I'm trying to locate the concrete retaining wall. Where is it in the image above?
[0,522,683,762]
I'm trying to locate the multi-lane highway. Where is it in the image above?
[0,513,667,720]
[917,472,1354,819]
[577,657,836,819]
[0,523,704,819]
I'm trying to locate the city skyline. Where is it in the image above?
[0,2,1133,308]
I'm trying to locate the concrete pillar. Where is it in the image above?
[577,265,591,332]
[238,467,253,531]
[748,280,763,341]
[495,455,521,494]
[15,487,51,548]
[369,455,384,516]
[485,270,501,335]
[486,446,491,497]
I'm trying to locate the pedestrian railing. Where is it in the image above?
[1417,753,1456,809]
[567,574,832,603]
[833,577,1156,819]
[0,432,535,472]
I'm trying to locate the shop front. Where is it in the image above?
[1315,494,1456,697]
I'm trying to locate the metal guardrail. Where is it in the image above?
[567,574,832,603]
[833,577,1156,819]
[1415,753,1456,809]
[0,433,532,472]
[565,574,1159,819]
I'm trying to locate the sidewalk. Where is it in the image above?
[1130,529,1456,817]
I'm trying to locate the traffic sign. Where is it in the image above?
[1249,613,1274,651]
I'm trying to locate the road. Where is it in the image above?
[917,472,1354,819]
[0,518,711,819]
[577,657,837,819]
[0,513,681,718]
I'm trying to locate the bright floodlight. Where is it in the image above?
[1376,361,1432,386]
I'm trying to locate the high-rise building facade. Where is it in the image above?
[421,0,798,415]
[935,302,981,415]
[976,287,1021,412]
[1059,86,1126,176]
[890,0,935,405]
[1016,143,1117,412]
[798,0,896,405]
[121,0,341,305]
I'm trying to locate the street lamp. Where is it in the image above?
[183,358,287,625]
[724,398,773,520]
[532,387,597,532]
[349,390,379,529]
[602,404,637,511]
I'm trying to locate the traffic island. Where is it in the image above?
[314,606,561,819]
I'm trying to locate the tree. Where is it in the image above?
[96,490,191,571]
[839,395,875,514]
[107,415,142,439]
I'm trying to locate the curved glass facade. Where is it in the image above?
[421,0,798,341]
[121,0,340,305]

■ WHAT YOU ARE ASKED TO DO:
Switch every instance of "trying to locate" in the entries above to "looking for", and reproduce the entries with all else left unchanged.

■ COMPLETE ANSWER:
I'm looking for the concrete retaining wall. Where is it in the image above?
[0,522,683,762]
I'm looking for the multi-lane highway. Where is it in the image above?
[0,513,667,720]
[917,472,1354,819]
[577,657,836,819]
[0,523,704,819]
I'm looking for the city skyline. Where is it in the image above?
[0,2,1133,308]
I'm looking for the concrete pillar. Where is it in the image above?
[577,265,591,332]
[238,467,253,531]
[748,280,763,341]
[495,455,521,494]
[15,487,51,548]
[369,455,384,516]
[485,270,501,335]
[486,446,491,497]
I'm looking for the pedestrian railing. Where is it in the image above?
[1417,753,1456,809]
[567,574,832,603]
[833,577,1156,819]
[0,432,535,472]
I'm looking for the shop front. Where is it in the image above?
[1315,494,1456,697]
I'm looking for the metal guardrail. Where is it in the image above?
[567,574,832,603]
[833,577,1156,819]
[1415,753,1456,809]
[0,433,532,472]
[565,574,1159,819]
I'm looking for the sidewalk. Where is it in the image above?
[1130,529,1456,817]
I'm looking for the traffic sign. Where is it in the image above?
[1249,613,1274,651]
I'm looking for the road. Where is it in the image above?
[917,472,1354,819]
[0,518,711,819]
[577,657,837,819]
[0,513,681,718]
I'm looking for the bright floodlight. Where is it in the image above?
[1376,361,1432,386]
I'm looking for the high-rise building facade. Where is it in the image above?
[421,0,798,415]
[935,302,981,415]
[976,287,1021,412]
[1059,86,1126,176]
[890,0,935,405]
[1016,143,1117,412]
[798,0,896,405]
[121,0,341,305]
I'm looking for the street lamp. Where is it in the image above?
[183,358,287,625]
[724,398,773,520]
[532,387,597,532]
[349,390,379,529]
[602,404,637,511]
I'm looking for the traffic island. Where is it in the image above?
[314,606,561,819]
I'm looking for the tree. Where is it in the image above?
[96,490,191,571]
[839,395,875,514]
[107,415,142,439]
I'm looking for the curved glass facade. Where is it in the image above?
[421,0,798,341]
[121,0,340,305]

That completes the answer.